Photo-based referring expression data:

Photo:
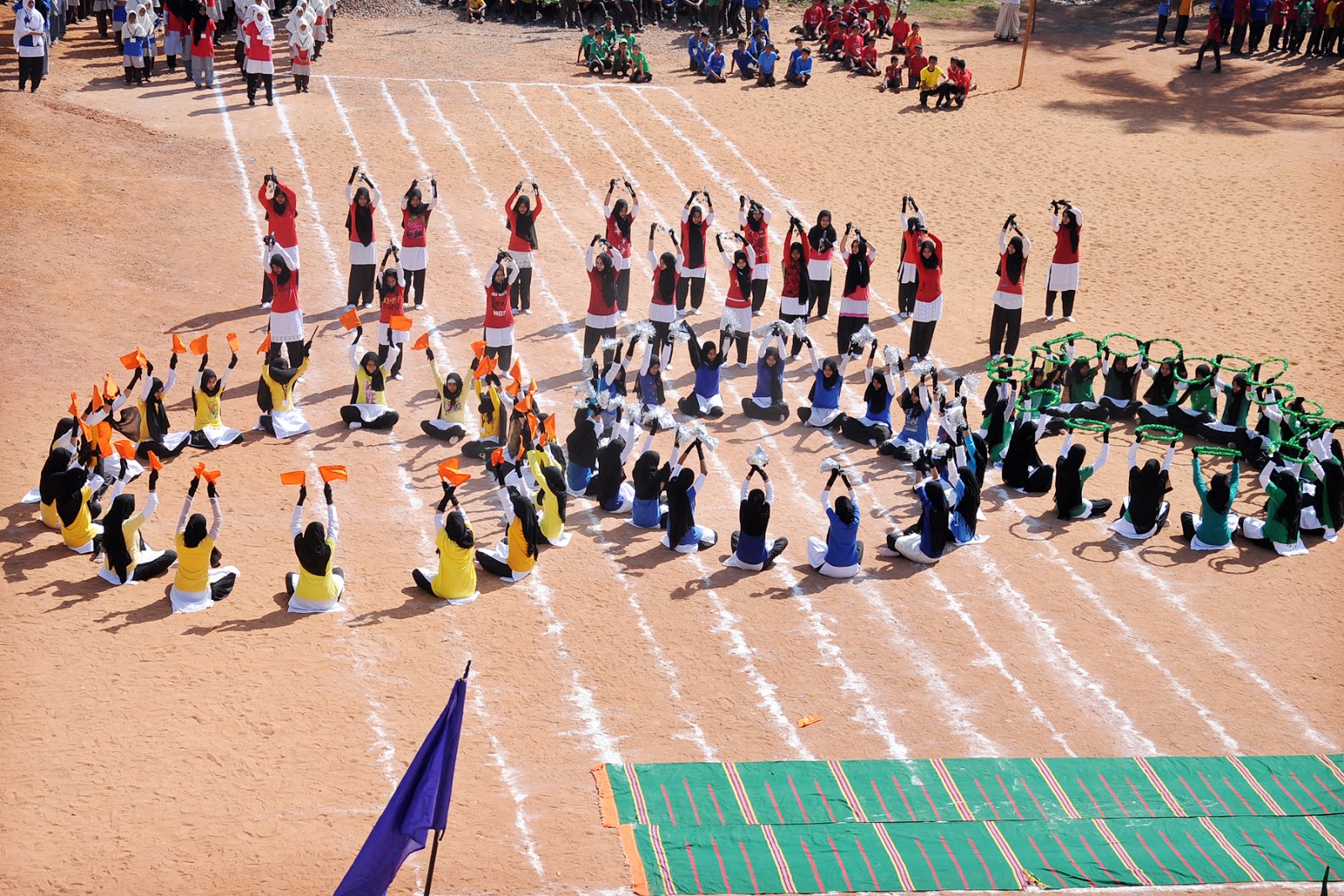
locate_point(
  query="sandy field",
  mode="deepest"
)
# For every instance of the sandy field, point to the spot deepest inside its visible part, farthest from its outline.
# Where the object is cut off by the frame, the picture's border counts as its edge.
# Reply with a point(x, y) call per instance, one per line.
point(246, 750)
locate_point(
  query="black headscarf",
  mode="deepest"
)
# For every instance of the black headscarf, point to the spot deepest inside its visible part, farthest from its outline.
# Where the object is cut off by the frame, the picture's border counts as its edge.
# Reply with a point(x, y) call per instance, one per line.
point(454, 526)
point(311, 547)
point(1068, 484)
point(1012, 261)
point(680, 513)
point(858, 270)
point(363, 217)
point(817, 234)
point(113, 539)
point(754, 513)
point(523, 224)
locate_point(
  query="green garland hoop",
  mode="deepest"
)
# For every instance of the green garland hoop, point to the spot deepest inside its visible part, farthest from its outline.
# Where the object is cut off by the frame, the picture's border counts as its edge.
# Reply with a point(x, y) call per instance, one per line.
point(1106, 345)
point(1158, 432)
point(1281, 362)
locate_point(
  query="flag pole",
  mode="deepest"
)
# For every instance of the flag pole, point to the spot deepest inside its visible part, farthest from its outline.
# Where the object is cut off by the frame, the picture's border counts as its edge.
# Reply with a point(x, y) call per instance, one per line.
point(438, 835)
point(1026, 39)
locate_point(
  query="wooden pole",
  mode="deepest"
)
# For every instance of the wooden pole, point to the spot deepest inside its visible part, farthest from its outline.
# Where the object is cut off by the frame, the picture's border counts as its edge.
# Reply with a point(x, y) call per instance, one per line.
point(1026, 39)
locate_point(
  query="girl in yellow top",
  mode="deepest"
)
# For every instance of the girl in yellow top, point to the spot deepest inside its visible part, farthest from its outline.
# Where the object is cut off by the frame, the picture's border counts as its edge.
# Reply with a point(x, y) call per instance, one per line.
point(456, 547)
point(450, 423)
point(369, 398)
point(280, 416)
point(127, 558)
point(201, 580)
point(318, 584)
point(514, 558)
point(208, 432)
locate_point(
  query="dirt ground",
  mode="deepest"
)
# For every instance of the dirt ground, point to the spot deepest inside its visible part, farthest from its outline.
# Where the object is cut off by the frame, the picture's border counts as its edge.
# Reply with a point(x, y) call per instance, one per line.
point(248, 750)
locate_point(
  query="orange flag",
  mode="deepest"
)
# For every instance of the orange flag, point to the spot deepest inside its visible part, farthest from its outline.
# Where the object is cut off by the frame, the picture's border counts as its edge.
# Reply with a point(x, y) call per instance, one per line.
point(449, 473)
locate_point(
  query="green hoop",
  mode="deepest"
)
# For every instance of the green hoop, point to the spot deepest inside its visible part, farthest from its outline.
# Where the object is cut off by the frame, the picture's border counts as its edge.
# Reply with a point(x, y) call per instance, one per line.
point(1106, 345)
point(1274, 376)
point(1158, 432)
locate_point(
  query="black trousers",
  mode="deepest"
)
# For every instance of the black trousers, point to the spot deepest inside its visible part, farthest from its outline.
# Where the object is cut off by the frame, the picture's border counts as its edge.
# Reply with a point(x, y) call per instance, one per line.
point(819, 297)
point(360, 291)
point(1068, 293)
point(690, 285)
point(521, 295)
point(416, 285)
point(1005, 329)
point(30, 69)
point(921, 338)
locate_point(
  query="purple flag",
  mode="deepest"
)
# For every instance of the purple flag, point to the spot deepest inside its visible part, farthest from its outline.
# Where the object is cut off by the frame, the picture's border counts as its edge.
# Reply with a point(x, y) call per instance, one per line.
point(418, 806)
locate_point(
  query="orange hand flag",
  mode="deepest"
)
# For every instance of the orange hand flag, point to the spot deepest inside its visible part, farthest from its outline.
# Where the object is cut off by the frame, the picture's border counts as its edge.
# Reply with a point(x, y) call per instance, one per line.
point(449, 473)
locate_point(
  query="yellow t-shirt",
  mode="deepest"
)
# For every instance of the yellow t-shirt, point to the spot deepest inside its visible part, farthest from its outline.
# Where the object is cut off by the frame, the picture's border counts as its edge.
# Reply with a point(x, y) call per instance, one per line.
point(931, 76)
point(192, 564)
point(456, 569)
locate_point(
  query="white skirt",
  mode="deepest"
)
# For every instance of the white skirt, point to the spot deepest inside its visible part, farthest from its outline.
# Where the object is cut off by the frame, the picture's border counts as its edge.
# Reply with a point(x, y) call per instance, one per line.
point(1061, 277)
point(929, 312)
point(286, 327)
point(198, 600)
point(299, 605)
point(288, 423)
point(414, 258)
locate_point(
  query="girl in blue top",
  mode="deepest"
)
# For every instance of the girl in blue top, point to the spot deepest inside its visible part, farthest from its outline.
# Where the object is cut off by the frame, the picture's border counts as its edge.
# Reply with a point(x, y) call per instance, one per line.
point(753, 548)
point(683, 535)
point(839, 553)
point(874, 426)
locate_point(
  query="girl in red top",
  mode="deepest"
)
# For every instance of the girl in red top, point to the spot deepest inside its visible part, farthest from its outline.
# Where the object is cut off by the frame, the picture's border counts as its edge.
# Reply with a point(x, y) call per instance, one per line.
point(1066, 221)
point(604, 302)
point(696, 226)
point(391, 301)
point(737, 304)
point(281, 212)
point(499, 311)
point(620, 217)
point(927, 297)
point(522, 212)
point(754, 221)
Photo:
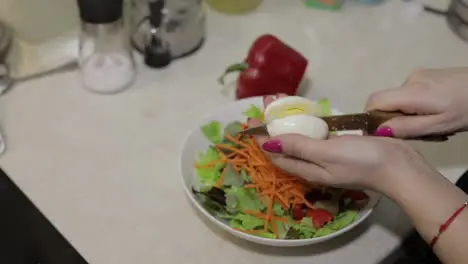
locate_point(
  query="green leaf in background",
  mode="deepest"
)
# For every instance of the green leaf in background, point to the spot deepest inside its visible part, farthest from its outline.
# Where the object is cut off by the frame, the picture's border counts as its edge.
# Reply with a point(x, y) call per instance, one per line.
point(233, 128)
point(239, 198)
point(232, 178)
point(212, 132)
point(209, 175)
point(254, 112)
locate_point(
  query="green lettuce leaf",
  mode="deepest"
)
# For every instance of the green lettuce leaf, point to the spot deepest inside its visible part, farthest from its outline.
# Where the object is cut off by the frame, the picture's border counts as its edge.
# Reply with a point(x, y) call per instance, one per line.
point(232, 178)
point(245, 176)
point(248, 222)
point(341, 221)
point(305, 229)
point(254, 112)
point(281, 229)
point(238, 198)
point(208, 176)
point(212, 132)
point(278, 209)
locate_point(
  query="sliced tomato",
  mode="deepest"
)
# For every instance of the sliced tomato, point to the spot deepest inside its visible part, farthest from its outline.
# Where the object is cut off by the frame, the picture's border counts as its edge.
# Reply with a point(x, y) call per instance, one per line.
point(319, 217)
point(355, 195)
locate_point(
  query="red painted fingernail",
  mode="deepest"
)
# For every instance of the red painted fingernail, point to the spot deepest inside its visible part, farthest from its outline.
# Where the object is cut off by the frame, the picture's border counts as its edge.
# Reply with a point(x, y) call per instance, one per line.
point(273, 146)
point(383, 132)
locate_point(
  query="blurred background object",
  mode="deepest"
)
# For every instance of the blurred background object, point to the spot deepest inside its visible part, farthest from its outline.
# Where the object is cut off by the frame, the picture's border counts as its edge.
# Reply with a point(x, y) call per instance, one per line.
point(369, 1)
point(234, 6)
point(325, 4)
point(177, 25)
point(457, 17)
point(45, 35)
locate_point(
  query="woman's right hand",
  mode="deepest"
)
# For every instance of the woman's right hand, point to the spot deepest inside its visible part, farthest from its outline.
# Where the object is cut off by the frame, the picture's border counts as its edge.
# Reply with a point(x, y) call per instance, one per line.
point(381, 164)
point(437, 101)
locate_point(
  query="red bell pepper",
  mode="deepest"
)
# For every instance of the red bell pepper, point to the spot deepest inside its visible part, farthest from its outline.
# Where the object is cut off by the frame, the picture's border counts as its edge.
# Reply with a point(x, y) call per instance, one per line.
point(271, 67)
point(319, 217)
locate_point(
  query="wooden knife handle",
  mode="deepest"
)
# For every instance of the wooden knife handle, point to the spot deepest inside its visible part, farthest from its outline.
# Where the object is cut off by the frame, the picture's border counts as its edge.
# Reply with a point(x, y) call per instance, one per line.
point(379, 117)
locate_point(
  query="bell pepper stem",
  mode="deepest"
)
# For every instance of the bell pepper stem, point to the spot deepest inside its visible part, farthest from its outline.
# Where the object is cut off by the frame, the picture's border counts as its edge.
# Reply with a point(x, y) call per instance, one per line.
point(238, 67)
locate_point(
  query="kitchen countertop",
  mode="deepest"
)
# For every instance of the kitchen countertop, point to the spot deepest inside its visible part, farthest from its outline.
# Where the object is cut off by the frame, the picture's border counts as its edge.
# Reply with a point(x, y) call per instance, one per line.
point(104, 169)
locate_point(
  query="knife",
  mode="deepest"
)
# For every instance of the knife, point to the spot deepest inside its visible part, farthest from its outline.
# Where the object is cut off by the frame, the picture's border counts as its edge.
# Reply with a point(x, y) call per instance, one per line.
point(368, 122)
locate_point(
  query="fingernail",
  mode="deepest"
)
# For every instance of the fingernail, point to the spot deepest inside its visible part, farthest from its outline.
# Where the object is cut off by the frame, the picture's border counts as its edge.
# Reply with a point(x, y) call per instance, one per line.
point(273, 146)
point(383, 132)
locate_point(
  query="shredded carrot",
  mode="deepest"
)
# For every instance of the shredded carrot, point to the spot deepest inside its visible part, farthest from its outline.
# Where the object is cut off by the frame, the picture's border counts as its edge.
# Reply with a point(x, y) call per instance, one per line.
point(220, 180)
point(209, 164)
point(272, 184)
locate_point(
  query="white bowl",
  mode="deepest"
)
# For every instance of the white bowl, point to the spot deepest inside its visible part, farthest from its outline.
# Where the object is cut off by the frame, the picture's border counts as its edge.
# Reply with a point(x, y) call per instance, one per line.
point(196, 142)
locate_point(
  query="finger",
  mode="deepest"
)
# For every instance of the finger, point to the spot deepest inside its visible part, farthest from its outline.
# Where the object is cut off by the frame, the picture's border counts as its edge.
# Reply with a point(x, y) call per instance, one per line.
point(413, 126)
point(298, 146)
point(306, 170)
point(407, 100)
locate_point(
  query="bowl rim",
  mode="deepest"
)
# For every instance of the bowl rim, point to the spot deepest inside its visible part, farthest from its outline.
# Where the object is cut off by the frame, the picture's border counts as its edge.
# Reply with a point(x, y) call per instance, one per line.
point(256, 239)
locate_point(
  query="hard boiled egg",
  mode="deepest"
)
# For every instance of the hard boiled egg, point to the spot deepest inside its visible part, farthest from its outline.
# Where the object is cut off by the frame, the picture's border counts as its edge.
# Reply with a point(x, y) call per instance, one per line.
point(295, 115)
point(290, 105)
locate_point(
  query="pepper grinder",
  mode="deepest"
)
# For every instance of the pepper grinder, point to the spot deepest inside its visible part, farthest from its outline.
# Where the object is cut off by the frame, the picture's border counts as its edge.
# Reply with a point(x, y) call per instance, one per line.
point(157, 51)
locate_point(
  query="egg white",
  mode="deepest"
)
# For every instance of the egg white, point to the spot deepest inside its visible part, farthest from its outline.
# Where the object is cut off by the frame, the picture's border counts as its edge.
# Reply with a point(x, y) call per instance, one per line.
point(290, 105)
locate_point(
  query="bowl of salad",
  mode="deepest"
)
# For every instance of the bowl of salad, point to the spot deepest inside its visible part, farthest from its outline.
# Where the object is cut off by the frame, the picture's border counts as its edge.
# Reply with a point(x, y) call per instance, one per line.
point(231, 181)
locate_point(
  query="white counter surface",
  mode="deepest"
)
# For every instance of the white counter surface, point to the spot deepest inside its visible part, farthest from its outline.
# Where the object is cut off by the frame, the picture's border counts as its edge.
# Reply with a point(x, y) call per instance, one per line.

WHAT THIS TASK INVOLVES: Among the lines above, show every one that contains the string "skirt".

OUTPUT FOR THIS TASK:
  query="white skirt",
# For every instance of the white skirt, point to the spot deepest inside its visible part, farthest from its outline.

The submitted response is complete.